=== ASSIGNED TASK ===
The entries below must be copied exactly as they are.
== DATA ==
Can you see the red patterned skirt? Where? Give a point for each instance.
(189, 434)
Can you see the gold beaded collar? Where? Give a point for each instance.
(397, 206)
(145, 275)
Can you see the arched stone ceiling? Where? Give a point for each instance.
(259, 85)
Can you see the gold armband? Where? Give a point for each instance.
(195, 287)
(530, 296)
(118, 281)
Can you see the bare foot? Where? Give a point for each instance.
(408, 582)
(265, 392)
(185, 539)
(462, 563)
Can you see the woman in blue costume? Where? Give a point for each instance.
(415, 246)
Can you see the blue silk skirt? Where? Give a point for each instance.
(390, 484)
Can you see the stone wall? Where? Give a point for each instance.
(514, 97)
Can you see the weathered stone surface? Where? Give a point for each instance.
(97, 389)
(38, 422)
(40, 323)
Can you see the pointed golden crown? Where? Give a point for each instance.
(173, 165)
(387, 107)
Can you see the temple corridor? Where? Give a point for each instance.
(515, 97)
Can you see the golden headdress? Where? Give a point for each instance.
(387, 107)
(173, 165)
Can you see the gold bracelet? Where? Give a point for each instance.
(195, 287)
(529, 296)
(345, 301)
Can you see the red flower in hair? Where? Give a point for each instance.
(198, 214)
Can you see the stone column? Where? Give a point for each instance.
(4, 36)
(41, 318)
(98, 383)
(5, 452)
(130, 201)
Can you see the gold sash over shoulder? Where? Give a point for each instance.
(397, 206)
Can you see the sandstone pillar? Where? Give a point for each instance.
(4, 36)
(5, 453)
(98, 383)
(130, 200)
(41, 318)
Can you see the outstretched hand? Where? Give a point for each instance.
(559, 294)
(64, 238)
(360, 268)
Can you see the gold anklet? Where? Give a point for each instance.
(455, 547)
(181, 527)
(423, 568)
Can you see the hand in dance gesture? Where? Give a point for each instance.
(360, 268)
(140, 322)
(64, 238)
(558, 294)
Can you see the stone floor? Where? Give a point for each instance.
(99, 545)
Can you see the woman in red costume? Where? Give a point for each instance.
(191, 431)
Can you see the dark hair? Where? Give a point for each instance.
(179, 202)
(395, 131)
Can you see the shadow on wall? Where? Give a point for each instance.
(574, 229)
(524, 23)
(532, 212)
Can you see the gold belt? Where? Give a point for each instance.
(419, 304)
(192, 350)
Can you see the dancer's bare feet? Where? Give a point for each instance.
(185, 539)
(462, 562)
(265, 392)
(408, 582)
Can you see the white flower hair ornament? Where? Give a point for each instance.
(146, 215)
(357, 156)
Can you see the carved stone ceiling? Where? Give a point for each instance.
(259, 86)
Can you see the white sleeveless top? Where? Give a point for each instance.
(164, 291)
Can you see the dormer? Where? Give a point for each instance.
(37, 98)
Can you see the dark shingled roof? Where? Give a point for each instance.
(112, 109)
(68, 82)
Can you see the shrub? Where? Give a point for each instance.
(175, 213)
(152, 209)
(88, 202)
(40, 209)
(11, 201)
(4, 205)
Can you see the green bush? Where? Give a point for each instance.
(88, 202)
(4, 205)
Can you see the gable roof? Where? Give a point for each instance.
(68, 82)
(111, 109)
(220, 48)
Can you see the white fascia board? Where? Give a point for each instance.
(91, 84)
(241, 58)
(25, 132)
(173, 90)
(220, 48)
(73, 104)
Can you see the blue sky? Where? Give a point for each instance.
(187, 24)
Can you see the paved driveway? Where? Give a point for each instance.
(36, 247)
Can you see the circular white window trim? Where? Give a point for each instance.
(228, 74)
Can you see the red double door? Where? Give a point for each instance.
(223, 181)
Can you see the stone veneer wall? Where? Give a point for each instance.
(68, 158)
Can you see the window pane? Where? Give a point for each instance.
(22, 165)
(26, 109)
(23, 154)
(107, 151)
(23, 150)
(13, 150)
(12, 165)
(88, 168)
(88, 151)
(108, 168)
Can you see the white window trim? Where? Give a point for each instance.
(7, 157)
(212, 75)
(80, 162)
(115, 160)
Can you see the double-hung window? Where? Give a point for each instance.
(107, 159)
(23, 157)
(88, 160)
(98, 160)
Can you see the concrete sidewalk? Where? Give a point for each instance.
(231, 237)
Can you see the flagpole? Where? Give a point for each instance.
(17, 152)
===
=== ANSWER BELOW ===
Can you see the red patterned skirt? Where? Give a point for each instance.
(189, 434)
Can you see the gold beaded collar? Where? Give a point for each instance.
(397, 206)
(145, 275)
Can you see the arched stone ceiling? Where? Give a point for each instance.
(259, 85)
Can you see the gold armband? Where? Give a point for each instance.
(195, 287)
(530, 296)
(118, 281)
Can you see the bare foot? Where? Give a point for each instance.
(408, 582)
(265, 392)
(185, 539)
(462, 563)
Can you see the woman in blue costume? Where? Give a point for each instance.
(415, 246)
Can you see the blue silk skirt? Where? Give a point for each instance.
(390, 484)
Can you see the stone wall? Where? Give a point for each instance.
(514, 97)
Can you see the weathered stone surface? Where? Give a point for each instance.
(97, 389)
(38, 422)
(40, 323)
Can you see the pointed golden crown? Where? Give a point for each instance.
(173, 165)
(387, 107)
Can you see the temple corridor? Where? Give a point for each instance.
(515, 97)
Can you see the golden headdress? Where? Give a point for each instance.
(387, 107)
(173, 165)
Can you see the gold bracelet? Where? Give a point for each instance.
(195, 287)
(529, 296)
(345, 301)
Can you see the red flower in hair? Where? Give a point for each instance.
(198, 214)
Can you see the stone column? Where? Give a point for each instance.
(4, 36)
(41, 318)
(98, 383)
(5, 452)
(130, 201)
Can you see the gold sash over shoulder? Where? Give a point for each instance.
(397, 206)
Can you see the sandstone pillar? Where? Give a point for each instance.
(4, 36)
(5, 453)
(98, 383)
(130, 200)
(41, 318)
Can you see the outstretched hand? Where? Give a point for each instance.
(559, 294)
(64, 238)
(360, 268)
Can you see the gold anklet? Where? Give a point for each instance.
(455, 547)
(181, 527)
(423, 568)
Can you see the hand in dance gesture? Where? Give a point for each instance.
(360, 268)
(140, 322)
(64, 238)
(558, 294)
Can you see the stone floor? Where? Give a point for each instance.
(99, 545)
Can you see the woman in red costume? Where? Give a point for each instance.
(191, 431)
Can you see the dark hair? Where? Give a point for each instance.
(179, 202)
(395, 131)
Can you see the shadow on wall? Where? Give a point for each instance.
(574, 229)
(524, 23)
(532, 212)
Can you see the gold belt? Where? Give a point for each instance.
(419, 304)
(192, 350)
Can you see the dancer's bare feet? Where? Give a point for each instance.
(185, 539)
(462, 562)
(265, 392)
(408, 582)
Can you see the white flower hair ornament? Where? Give a point for each instance.
(146, 215)
(357, 156)
Can you see the carved stone ceiling? Where? Give a point for each instance.
(259, 86)
Can you see the white sleeveless top? Where? Give a point for each instance.
(164, 291)
Can you see the dormer? Where? Give a point for each instance.
(37, 98)
Can you see the dark shingled roof? Where? Give a point for each instance.
(112, 109)
(68, 82)
Can you see the shrub? Where? Give a point for each instance.
(175, 213)
(152, 209)
(88, 202)
(40, 209)
(11, 201)
(4, 205)
Can you see the green bush? Where? Give a point for each instance.
(88, 202)
(4, 205)
Can you see the gable roof? Where? Give a point for each instance.
(68, 82)
(111, 109)
(220, 48)
Can you see the white fascia board? Where? Give a point for each instance.
(91, 84)
(241, 58)
(25, 132)
(173, 90)
(220, 48)
(73, 104)
Can you see the blue sky? Where? Give a point for each instance.
(187, 24)
Can you see the paved driveway? Where? Give a point for each instance.
(36, 247)
Can you see the circular white window trim? Where? Give a point for each instance.
(228, 74)
Can you see the red double door? Where? Give a point for each instance.
(223, 181)
Can you see the stone veneer wall? Where? Give a point for each instance.
(68, 158)
Can you see the window pane? Where? Give a point for each instance.
(22, 165)
(26, 109)
(23, 154)
(107, 151)
(23, 150)
(13, 150)
(12, 165)
(88, 168)
(88, 151)
(108, 168)
Can you see the white window trim? Where? Give a point for each instance.
(7, 157)
(212, 75)
(80, 162)
(115, 160)
Can you see the double-hung window? Where? Give a point for each instance.
(107, 159)
(23, 157)
(88, 160)
(98, 160)
Can you see the concrete sidewalk? Where? Give a point for each instance.
(231, 237)
Can you see the flagpole? Where? Give a point for each instance.
(17, 152)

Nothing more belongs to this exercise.